== DOCUMENT SECTION

But what if there are still more electrons than protons? :rolleyes:
 
  • #87
anyone have a one-liner to say when someone accuses you of thinking you know everything?
 
  • #88
I'm trying to think of one but in the mean time here are some sporting one-liners that i dug up to keep y'all amused!

"I've never had major knee surgery on any other part of my body" (Winston Bennett)

"The lead car is absolutely unique, except for the one behind it which is identical" (Murray Walker)

"I owe a lot to my parents, especially my mother and father" (Greg Norman)

"Sure there have been injuries and deaths in boxing - but none of them serious" (Alan Minter)

"The racecourse is as level as a billiard ball" (John Francombe)

"If history repeats itself, I should think we can expect the same thing again" (Terry Venables)

"I would not say he (David Ginola) is the best left winger in the Premiership, but there are none better." (Ron Atkinson)

"He dribbles a lot and the opposition don't like it - you can see it all over their faces." (Ron Atkinson)

"Ah, isn't that nice, the wife of the Cambridge president is kissing the cox of the Oxford crew." (Harry Carpenter - BBC TV Boat Race 1977)

"Morcelli has four fastest 1500-metre times ever. And all those times are at 1500 metres." (David Coleman)

"Julian Dicks is everywhere. It's like they've got eleven Dicks on the field." (Metro radio)

"Well, either side could win it, or it could be a draw." (Ron Atkinson)

"Strangely, in slow motion replay, the ball seemed to hang in the air for even longer." (David Acfield)

"What will you do when you leave football, Jack, will you stay in football?" (Stuart Hall - Radio 5 live )
 
  • #89
:biggrin: :biggrin:
 
  • #90
Imparcticle said:
anyone have a one-liner to say when someone accuses you of thinking you know everything?
Yes, compared to you I guess it does look like I know everything.

I don't know everything. For example I have no idea why you feel worthy enough to talk to me.

Don't accuse me of thinking I know everything. I've never accused you of thinking you know anything.

I don't know everything, for example, I don't know why your mom doesn't charge more than $10 for those fabulous blow jobs.

====
== PROVIDED INFORMATION

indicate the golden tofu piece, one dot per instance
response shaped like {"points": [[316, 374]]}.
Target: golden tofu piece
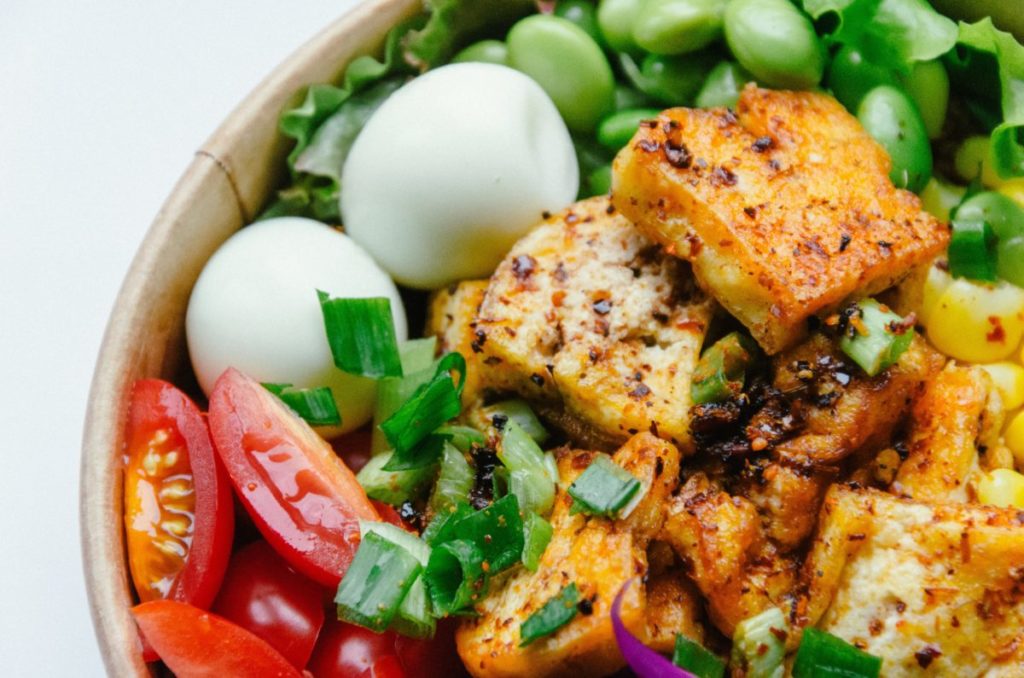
{"points": [[783, 208], [933, 589], [600, 555], [587, 314]]}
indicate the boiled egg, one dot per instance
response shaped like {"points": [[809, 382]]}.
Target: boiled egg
{"points": [[255, 307], [453, 169]]}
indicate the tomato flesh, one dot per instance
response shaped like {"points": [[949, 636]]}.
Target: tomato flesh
{"points": [[302, 497], [195, 643], [264, 596], [177, 502]]}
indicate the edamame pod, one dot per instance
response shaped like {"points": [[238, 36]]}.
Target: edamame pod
{"points": [[723, 85], [774, 41], [928, 85], [543, 46], [677, 27], [485, 51], [616, 130], [892, 119]]}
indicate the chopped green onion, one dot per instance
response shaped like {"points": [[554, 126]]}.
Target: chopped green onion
{"points": [[877, 337], [516, 411], [695, 659], [554, 615], [455, 576], [973, 250], [536, 536], [430, 406], [454, 481], [529, 476], [376, 583], [603, 489], [821, 653], [721, 372], [316, 406], [360, 333], [759, 644], [394, 488]]}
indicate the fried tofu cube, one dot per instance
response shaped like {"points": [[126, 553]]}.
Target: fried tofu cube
{"points": [[600, 555], [587, 314], [784, 208], [933, 589]]}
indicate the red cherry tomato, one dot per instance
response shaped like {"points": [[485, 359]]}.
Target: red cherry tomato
{"points": [[304, 500], [178, 512], [195, 643], [266, 597], [345, 650]]}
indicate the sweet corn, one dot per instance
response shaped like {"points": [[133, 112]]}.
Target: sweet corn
{"points": [[1001, 488], [1009, 380], [977, 323]]}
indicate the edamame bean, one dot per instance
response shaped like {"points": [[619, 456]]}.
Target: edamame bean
{"points": [[723, 85], [677, 27], [775, 42], [615, 18], [584, 14], [928, 85], [567, 64], [892, 119], [852, 75], [616, 130], [486, 51]]}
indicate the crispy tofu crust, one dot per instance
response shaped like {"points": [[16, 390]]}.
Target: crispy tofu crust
{"points": [[783, 208], [586, 314], [933, 589]]}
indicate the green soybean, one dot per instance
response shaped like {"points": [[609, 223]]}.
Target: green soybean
{"points": [[775, 41], [486, 51], [544, 47], [615, 18], [892, 119], [928, 85], [616, 130], [723, 85], [852, 75], [677, 27]]}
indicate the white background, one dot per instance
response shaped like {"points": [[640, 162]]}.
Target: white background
{"points": [[101, 106]]}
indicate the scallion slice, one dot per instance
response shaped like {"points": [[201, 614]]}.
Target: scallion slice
{"points": [[877, 337], [554, 615], [360, 333], [603, 489], [821, 653], [973, 251], [695, 659], [455, 576], [376, 583], [316, 406]]}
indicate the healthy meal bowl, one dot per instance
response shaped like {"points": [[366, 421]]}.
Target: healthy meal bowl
{"points": [[673, 337]]}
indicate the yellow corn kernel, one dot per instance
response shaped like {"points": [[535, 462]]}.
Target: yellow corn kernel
{"points": [[977, 323], [1001, 488], [1009, 380]]}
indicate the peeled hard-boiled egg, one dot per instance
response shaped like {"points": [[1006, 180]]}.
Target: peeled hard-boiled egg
{"points": [[453, 169], [255, 308]]}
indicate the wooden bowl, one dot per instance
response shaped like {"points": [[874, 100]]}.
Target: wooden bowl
{"points": [[228, 180]]}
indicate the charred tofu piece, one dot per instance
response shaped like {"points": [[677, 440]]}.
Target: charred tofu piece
{"points": [[587, 314], [599, 555], [933, 589], [784, 207]]}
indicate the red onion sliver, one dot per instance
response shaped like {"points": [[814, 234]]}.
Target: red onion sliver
{"points": [[644, 662]]}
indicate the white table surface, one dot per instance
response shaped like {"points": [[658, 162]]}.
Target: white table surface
{"points": [[101, 106]]}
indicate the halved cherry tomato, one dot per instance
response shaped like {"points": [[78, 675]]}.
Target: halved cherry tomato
{"points": [[304, 500], [195, 643], [178, 512], [264, 596]]}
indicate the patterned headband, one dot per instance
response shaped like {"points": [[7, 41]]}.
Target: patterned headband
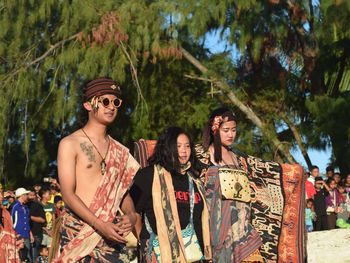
{"points": [[216, 124]]}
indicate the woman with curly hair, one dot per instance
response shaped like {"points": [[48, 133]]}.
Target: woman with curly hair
{"points": [[169, 196]]}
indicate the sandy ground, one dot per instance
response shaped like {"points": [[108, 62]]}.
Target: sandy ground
{"points": [[332, 246]]}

====

## [ABOUT THIS TASK]
In the forum thread of sporting one-liners, which broadcast is the Harry Carpenter quote credited to? The lines come from a different source than the text.

## [TASK SOLUTION]
BBC TV Boat Race 1977